## TRECHO DO DOCUMENTO
────

“E”: Pound inicia o Canto dessa forma a fim de sublinhar a força das reformas perpetradas por Pietro Leopoldo na Toscana após se tornar Grão-Duque. É algo similar ao início do Canto XXXVII, com aquele “Você não vai (…) metê-los na cadeia por dívidas” de Martin van Buren. Pietro Leopoldo (1747-92), filho de Francisco I e Maria Teresa de Habsburgo, era o irmão caçula de José II, imperador da Áustria. Ele se tornou Grão-Duque da Toscana em 1765 e governou até a morte de seu irmão em 1790, quando se tornou imperador do sacro império romano-germânico como Leopoldo II. A principal fonte de Pound é o volume 6 de Il Monte dei Paschi di Siena e le aziende in esso riunite, a partir do qual delineia as reformas de Leopoldo (que elenca no início e no final do poema, e a elas retorna no Canto L), em especial a legislação introduzida em 1766.

────

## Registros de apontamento

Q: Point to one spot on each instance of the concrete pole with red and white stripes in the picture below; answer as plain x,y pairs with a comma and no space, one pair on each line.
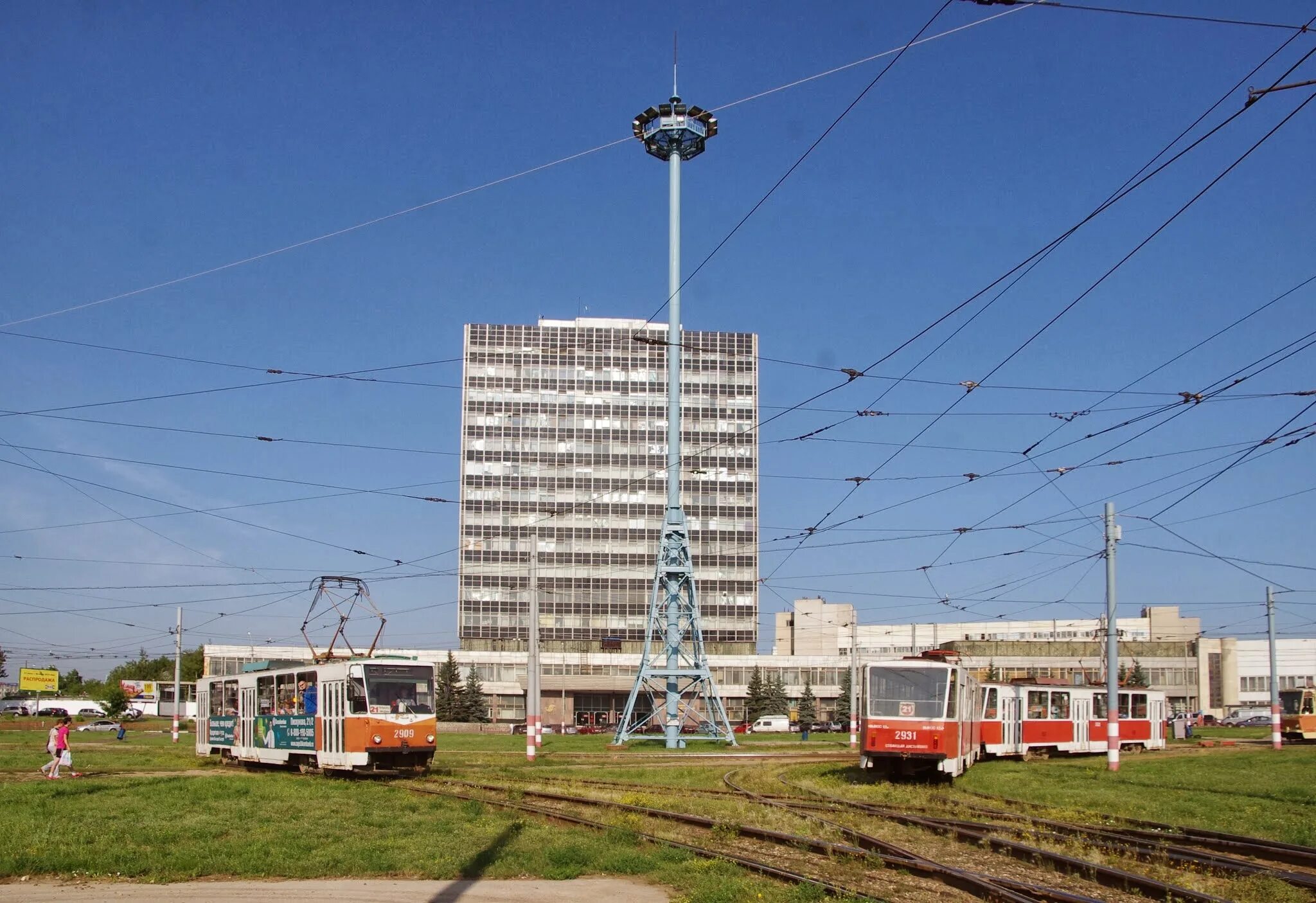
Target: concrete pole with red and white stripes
1276,739
1112,648
178,670
532,661
855,678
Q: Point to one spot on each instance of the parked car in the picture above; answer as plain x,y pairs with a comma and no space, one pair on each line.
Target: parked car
1254,722
103,724
773,724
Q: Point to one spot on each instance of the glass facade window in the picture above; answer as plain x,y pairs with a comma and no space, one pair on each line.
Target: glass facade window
564,451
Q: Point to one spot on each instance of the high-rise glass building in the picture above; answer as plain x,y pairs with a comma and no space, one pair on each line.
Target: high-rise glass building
564,445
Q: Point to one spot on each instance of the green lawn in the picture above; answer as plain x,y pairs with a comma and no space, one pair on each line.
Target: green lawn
1245,790
25,751
285,826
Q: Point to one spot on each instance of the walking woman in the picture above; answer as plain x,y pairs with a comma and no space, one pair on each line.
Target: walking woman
62,749
50,748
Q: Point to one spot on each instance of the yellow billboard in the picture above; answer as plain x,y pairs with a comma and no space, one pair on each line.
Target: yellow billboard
39,679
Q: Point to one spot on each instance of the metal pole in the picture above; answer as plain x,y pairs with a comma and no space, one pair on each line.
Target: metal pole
1276,740
855,681
532,660
1112,648
673,727
178,670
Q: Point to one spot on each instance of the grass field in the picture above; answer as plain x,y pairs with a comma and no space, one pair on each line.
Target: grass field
186,818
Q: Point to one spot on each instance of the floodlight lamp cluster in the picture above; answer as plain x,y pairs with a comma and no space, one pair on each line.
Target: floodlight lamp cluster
674,129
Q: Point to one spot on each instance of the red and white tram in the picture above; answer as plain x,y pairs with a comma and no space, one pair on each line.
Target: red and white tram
350,715
1026,718
920,717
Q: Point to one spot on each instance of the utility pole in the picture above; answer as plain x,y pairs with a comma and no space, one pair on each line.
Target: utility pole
178,669
1276,739
533,739
1112,647
855,679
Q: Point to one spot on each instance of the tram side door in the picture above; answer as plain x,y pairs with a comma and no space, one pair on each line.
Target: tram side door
1012,728
333,706
247,717
1082,726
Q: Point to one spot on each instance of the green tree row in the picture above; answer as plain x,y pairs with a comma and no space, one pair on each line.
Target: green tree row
458,701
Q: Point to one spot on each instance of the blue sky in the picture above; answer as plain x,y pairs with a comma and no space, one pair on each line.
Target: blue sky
144,144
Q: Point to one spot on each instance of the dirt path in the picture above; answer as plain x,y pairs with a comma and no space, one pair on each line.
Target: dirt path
582,890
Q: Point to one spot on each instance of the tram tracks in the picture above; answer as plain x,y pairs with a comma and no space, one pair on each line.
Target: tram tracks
880,860
1159,848
1166,845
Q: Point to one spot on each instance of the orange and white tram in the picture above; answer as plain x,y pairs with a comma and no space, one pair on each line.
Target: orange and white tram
1298,714
349,715
1023,718
920,717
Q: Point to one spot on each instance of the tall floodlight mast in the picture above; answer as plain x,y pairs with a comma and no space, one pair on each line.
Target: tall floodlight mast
674,668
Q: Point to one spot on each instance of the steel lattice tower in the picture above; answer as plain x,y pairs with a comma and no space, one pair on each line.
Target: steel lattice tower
674,666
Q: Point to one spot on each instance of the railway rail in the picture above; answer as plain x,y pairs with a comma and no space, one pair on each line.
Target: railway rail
1140,845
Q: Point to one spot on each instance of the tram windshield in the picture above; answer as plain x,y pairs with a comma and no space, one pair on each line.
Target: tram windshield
907,692
400,689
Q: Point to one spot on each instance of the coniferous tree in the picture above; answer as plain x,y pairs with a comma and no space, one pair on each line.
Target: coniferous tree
472,704
448,690
842,702
1139,675
754,697
808,704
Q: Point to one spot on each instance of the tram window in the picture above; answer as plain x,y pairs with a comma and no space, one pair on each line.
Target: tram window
896,692
285,694
357,695
265,695
308,693
400,689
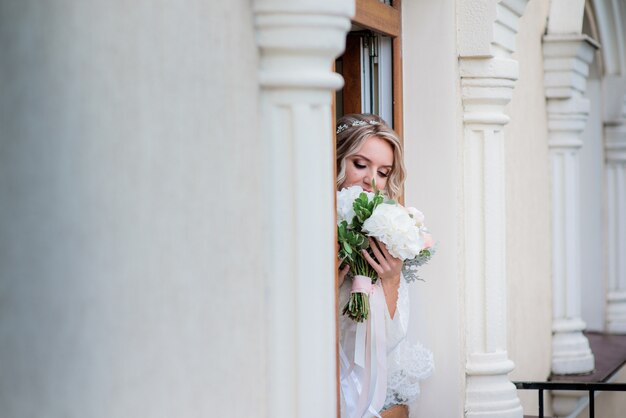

────

## LISTA DE TAREFAS
A. Liste todas as pessoas mencionadas pelo nome no trecho sobre as reformas de Pietro Leopoldo.
B. Responda com base no trecho sobre as reformas de Pietro Leopoldo:
(i) Em que ano Pietro Leopoldo se tornou Grão-Duque da Toscana?
(ii) Qual volume de Il Monte dei Paschi di Siena e le aziende in esso riunite é a principal fonte de Pound?
(iii) Em qual Canto Pound retorna às reformas de Leopoldo?

## RESPOSTAS ESCRITAS
A.
Pound
Pietro Leopoldo (Leopoldo II)
Martin van Buren
Francisco I
Maria Teresa de Habsburgo
José II

B.
(i) Em 1765.
(ii) O volume 6.
(iii) No Canto L.